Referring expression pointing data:
= = = = = = =
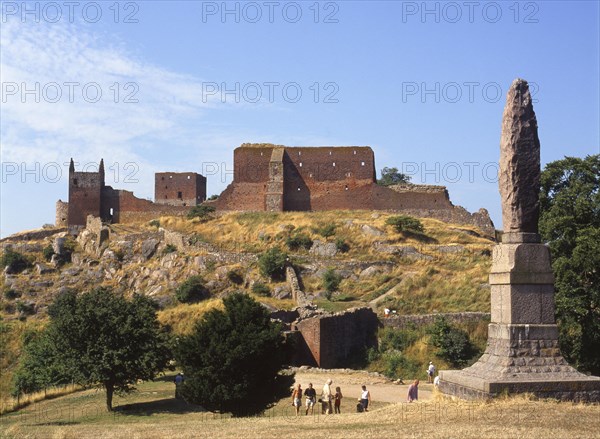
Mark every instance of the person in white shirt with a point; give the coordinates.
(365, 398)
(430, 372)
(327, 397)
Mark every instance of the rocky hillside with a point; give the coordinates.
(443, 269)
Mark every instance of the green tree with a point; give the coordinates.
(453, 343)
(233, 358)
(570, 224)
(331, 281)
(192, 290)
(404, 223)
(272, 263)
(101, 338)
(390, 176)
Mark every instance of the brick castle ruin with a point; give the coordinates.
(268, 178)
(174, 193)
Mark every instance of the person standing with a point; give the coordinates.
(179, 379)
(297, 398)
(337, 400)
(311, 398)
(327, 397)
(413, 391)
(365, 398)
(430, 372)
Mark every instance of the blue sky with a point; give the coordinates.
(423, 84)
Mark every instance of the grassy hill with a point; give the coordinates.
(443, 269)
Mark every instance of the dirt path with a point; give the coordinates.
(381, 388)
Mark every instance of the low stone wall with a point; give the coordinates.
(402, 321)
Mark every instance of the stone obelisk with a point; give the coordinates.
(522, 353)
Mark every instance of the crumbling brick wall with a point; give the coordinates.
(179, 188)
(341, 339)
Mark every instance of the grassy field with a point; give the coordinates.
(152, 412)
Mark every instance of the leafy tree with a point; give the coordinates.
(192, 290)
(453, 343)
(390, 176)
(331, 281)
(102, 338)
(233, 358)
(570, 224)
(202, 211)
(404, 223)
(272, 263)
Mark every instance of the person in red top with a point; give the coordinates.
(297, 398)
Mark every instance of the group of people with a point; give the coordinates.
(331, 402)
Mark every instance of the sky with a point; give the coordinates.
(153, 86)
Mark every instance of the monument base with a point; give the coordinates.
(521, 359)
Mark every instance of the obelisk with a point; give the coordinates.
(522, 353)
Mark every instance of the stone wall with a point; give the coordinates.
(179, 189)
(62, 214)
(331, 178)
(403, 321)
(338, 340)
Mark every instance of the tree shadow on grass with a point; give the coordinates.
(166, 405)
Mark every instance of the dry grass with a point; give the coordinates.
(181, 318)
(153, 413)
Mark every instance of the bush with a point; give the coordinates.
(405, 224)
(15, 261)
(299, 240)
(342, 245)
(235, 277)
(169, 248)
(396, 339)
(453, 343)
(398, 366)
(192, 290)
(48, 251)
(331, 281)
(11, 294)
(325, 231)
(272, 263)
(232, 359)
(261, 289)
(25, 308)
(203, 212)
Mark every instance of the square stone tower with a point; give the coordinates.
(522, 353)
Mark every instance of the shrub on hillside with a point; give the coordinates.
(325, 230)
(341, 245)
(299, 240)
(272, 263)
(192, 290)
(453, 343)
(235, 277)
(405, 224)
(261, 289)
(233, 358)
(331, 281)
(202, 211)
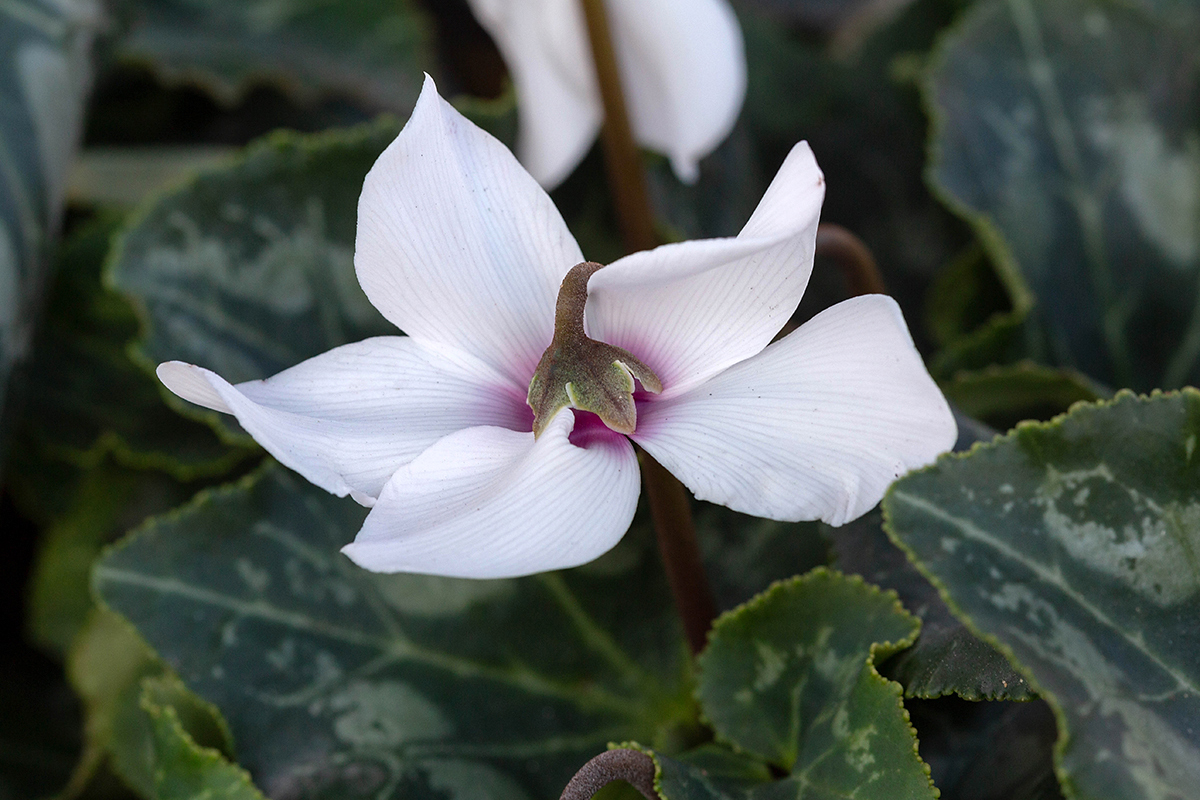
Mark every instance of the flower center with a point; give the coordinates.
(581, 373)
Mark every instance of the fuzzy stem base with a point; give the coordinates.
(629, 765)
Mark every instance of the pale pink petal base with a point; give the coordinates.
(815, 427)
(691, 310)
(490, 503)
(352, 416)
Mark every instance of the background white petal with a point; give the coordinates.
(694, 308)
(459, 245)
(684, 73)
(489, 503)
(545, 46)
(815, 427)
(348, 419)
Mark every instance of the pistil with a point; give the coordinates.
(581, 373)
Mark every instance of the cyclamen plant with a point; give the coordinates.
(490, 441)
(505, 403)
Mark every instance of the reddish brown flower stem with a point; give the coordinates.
= = = = = = =
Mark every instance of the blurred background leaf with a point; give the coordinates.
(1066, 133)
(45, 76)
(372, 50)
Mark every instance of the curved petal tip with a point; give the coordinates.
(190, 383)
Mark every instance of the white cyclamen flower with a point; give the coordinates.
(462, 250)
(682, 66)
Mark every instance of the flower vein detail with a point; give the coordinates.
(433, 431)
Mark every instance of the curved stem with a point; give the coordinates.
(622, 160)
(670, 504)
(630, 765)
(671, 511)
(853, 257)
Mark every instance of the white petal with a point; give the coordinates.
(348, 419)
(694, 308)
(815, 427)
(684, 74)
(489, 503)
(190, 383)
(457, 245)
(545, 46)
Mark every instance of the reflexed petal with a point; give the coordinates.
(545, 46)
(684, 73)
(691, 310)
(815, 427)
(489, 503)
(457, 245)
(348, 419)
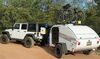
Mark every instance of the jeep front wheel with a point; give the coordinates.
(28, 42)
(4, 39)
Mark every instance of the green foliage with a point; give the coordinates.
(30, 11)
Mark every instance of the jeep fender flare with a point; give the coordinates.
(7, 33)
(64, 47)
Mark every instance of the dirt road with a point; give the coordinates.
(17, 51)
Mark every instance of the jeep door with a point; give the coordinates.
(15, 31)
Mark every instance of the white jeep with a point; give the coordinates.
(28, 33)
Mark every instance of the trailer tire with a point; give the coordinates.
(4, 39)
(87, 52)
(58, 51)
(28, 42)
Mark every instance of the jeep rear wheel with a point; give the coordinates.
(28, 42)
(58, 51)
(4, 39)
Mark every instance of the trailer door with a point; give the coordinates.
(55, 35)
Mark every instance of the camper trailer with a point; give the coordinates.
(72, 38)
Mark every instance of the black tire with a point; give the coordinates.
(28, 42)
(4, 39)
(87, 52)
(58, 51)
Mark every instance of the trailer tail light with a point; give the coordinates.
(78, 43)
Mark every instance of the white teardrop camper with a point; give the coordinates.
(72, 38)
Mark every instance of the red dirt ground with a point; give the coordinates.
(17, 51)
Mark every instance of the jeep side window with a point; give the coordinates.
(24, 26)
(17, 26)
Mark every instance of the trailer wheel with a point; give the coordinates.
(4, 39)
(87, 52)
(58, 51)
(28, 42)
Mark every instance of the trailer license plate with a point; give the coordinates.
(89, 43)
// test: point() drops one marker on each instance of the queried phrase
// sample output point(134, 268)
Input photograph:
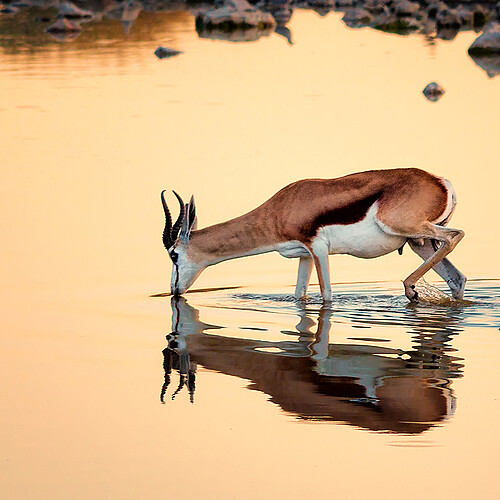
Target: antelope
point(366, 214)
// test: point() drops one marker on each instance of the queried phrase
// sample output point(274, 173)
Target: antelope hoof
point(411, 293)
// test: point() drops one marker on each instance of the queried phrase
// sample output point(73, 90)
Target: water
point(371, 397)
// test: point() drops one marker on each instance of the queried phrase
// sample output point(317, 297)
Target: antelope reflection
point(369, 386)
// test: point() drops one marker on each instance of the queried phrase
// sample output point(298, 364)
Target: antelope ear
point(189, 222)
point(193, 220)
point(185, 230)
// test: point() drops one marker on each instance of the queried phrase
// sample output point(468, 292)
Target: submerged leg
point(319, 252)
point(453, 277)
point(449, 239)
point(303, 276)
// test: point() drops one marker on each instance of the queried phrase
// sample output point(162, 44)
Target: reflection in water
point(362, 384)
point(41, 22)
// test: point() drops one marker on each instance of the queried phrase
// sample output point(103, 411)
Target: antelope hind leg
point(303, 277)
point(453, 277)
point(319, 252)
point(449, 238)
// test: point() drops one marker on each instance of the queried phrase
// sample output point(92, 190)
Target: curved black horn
= = = = = = =
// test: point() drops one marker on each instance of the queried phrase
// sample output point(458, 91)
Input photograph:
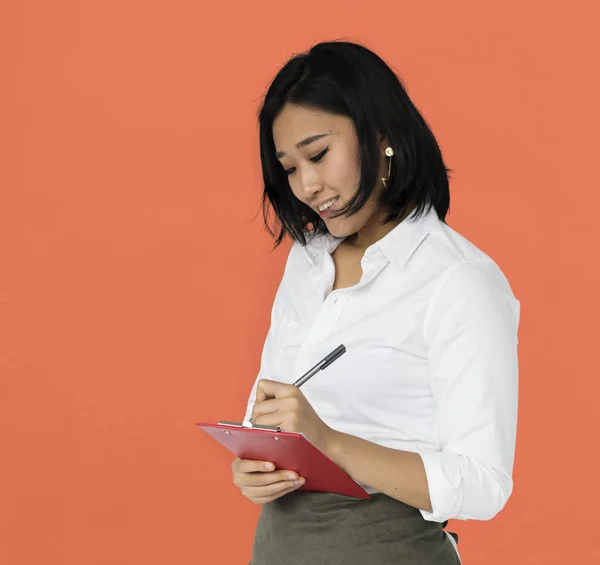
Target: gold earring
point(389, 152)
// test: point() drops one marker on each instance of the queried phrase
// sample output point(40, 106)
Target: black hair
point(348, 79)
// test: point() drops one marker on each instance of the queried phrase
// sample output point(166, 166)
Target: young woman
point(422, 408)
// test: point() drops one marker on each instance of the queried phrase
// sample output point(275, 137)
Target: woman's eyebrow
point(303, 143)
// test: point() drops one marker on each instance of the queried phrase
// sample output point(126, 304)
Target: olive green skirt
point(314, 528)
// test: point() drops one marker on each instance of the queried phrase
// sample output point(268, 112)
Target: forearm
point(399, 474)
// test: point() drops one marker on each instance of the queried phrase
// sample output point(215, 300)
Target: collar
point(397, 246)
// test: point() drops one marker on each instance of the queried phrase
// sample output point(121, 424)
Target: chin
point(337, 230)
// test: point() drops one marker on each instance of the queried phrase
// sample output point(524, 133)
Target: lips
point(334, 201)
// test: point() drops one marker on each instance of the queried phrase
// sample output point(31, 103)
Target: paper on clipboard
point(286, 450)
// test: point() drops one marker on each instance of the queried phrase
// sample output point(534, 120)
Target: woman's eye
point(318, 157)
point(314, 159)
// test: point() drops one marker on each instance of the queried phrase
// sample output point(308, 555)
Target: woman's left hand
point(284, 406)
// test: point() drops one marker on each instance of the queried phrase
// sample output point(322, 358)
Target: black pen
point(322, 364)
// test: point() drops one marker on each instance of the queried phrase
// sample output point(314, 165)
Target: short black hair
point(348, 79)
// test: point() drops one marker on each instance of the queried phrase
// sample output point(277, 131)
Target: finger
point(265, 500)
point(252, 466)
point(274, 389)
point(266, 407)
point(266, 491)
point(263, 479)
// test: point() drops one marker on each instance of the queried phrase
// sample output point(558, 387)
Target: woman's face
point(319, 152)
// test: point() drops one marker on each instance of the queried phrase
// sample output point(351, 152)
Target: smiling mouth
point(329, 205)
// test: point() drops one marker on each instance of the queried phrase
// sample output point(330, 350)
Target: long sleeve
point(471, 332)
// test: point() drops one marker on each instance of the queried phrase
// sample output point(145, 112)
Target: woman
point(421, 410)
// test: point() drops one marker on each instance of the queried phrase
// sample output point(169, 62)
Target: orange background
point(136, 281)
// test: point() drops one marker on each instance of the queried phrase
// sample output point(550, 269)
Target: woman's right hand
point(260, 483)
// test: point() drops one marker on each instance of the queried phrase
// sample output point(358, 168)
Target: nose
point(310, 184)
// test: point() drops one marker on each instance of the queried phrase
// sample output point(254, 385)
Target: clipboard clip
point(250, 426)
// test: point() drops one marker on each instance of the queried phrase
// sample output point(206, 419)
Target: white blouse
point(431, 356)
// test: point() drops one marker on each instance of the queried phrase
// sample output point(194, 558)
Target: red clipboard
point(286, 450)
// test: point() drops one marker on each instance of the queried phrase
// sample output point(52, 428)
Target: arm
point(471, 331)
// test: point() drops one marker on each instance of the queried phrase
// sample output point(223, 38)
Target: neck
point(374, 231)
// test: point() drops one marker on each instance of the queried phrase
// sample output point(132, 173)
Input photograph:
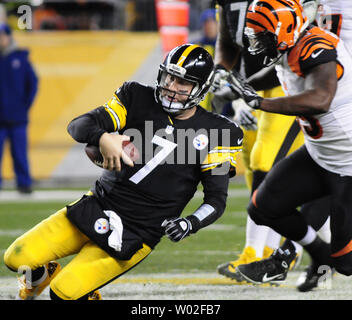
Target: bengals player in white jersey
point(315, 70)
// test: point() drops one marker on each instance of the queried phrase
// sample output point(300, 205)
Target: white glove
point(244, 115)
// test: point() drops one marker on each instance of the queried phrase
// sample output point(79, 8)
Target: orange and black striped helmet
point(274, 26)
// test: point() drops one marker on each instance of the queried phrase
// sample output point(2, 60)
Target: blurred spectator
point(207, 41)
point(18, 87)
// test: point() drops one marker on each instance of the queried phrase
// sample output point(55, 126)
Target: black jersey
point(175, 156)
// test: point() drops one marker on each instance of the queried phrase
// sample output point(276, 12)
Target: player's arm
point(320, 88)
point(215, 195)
= = = = = = =
Exercise objective
Find the line with "output point(52, 428)" in the data above, and from there retype each line exactly through the line with "output point(79, 8)", skipping the pictures along the way.

Solution
// sample output point(52, 428)
Target: arm
point(471, 331)
// test: point() drops one marker on each instance of the queried phrase
// sample output point(223, 38)
Target: neck
point(374, 231)
// test: point() drops one marker on each instance of the queried phrase
// sample output point(132, 173)
Input photograph:
Target: bengals player in white jersey
point(315, 70)
// test: point() drops one marker on each instance of the queried phrase
// sample output point(300, 205)
Target: white glove
point(244, 115)
// test: point() drops one marker on each instance of the queried phrase
// sample output point(79, 8)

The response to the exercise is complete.